Task goal => Continue the excerpt about observers and agent loops, starting right after its final sentence.

Excerpt =>
Observers each bring a different lens that they are viewing the world with. They can have their own scripts if that is necessary. They are there to counter drift in a project. The idea is that if you think a problem is emerging, you put an observer with that concern on the roster and they’ll highlight things that need to be done.
Loops in loops
There are also multiple loops in tandem, focussing on different areas:
- Main loop - is trying to make progress against product roadmap
- PM loop - takes product intent and expands it out for work by agents
- Build loop - takes the artifacts from the PM loop for a given feature and gets them built
There are flow observers that look at the work that is happening and apply kanban principles for spinning up new work.
Checks and balances
The thing that is important in all these loops is that when agents do work, other agents check it. The pattern I’m trying to move away from is that this is some sort of linear process where process A produces an output, and then process B checks the output before creating some other output. This quickly gets very complicated and hasn’t worked well for me.
Instead, I’m trying to think about listing out what needs to exist for a chunk of work to be considered done. For the PM loop, for example, that means that there needs to be a set of user stories, an architectural plan and a prototype illustrating how it will work. But there also needs to be a pairing of each of these things with a check from other actors. This is to confirm that nothing wacky gets scheduled for working. But it’s agents doing the checks rather than me.

Recorded data =>
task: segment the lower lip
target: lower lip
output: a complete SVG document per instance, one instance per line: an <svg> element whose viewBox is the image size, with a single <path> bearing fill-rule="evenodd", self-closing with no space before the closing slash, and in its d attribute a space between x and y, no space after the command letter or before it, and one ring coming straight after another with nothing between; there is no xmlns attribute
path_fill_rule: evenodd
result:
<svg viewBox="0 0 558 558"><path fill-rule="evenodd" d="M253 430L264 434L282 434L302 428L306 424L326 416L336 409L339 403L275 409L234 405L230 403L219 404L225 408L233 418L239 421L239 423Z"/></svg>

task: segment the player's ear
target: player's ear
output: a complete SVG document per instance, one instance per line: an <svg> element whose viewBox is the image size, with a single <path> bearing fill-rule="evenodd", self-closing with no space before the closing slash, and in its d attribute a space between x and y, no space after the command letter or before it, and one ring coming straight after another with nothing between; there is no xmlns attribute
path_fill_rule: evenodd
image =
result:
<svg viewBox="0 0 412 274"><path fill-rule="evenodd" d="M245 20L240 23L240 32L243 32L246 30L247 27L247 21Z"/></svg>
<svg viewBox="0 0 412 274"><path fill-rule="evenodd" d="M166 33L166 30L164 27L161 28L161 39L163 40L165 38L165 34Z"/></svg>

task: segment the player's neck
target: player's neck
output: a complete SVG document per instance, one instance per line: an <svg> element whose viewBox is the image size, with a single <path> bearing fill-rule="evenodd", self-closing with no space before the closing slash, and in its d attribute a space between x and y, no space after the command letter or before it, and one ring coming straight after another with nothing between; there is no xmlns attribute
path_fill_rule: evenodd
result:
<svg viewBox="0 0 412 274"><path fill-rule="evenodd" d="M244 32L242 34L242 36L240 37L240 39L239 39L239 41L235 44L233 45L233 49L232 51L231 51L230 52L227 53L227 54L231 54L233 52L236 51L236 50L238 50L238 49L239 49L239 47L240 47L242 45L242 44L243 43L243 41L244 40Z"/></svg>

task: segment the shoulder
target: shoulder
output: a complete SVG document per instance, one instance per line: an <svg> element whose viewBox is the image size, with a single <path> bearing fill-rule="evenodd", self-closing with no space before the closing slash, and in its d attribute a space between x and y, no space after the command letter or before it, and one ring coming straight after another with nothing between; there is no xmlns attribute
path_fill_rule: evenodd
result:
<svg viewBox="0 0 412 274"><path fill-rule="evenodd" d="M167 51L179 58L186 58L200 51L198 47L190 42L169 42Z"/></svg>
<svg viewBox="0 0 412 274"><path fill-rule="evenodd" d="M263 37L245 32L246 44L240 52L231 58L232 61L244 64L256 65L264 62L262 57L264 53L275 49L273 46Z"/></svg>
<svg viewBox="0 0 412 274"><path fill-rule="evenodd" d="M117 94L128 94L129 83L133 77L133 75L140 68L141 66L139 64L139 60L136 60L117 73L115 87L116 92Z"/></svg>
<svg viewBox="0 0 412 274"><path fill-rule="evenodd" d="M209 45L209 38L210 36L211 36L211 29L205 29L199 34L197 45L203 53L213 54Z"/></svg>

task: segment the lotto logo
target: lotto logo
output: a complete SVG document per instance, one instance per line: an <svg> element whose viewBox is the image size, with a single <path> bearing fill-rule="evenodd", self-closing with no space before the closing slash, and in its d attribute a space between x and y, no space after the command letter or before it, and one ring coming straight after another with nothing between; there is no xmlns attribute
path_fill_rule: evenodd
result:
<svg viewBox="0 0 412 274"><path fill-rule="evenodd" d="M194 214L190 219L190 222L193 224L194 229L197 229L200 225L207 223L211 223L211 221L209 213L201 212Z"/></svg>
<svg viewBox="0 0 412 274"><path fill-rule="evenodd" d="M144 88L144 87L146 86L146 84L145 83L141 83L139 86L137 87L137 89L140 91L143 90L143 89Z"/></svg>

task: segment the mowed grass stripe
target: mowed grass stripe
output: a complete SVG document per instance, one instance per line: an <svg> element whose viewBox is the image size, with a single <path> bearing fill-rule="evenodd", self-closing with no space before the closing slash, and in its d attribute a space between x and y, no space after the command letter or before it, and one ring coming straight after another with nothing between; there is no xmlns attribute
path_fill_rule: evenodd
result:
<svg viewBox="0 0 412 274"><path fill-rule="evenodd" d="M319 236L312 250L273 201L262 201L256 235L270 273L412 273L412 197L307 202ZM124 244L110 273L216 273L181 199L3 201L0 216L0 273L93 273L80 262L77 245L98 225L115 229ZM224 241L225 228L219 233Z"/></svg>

Result of this task =>
When a feature is built in a worktree, there is a similar checklist of artifacts that need to be present: it needs to pass an architectural review, a ux review against all the stories to check the functionality exists, and a separate review based on information architecture principles to make sure the interface is broadly usable by a human.
The multi-pass pyramid
I am building a relatively experimental piece of software. I’m not sure it’s a good idea or not, and I’ll only know by building it and evaluating the whole. This means that there’s a long list of stuff that I think will be good in it, but I know some of it will need to be removed. Spending too much time on individual features outside of this holistic picture is wasteful to me because the judgment cannot be made in that way.
What I instead want to do is to build all of those things in an imperfect way, and then hone the result further in subsequent passes. This means I can possibly benefit from fixing patterns that are broken across everything, rather than doing it again and again on each feature as it is built.
I therefore created a long list of the things that I thought needed to be included, and asked the agent to ask me about each in turn. These were the seeds of the features that went through the pm loop and the build loop. In this model, features that have been built and checked are automatically merged into main without my approval. My theory is that it’s more expensive to have them hanging around holding up work than potentially having something in the wrong shape that needs to be fixed. Especially with merge conflicts and rebasing.
Like Maslow’s hierarchy of needs, the base of the pyramid is that the system can do all of the things that I want it to be able to do. Once this is met, my plan is to use agents to look at the quality of the whole through different lenses and make refinements. Eg, it may be UX related - we might have observers that look at whether the same style of button is used throughout, or whether there is a consistent layout grid that we are sticking to. Or the observers may look at whether the architecture makes sense and whether the right level of abstraction is being used. Or it might be performance related. We could do that as we go, but if we polish things we don’t end up keeping, then that’s waste.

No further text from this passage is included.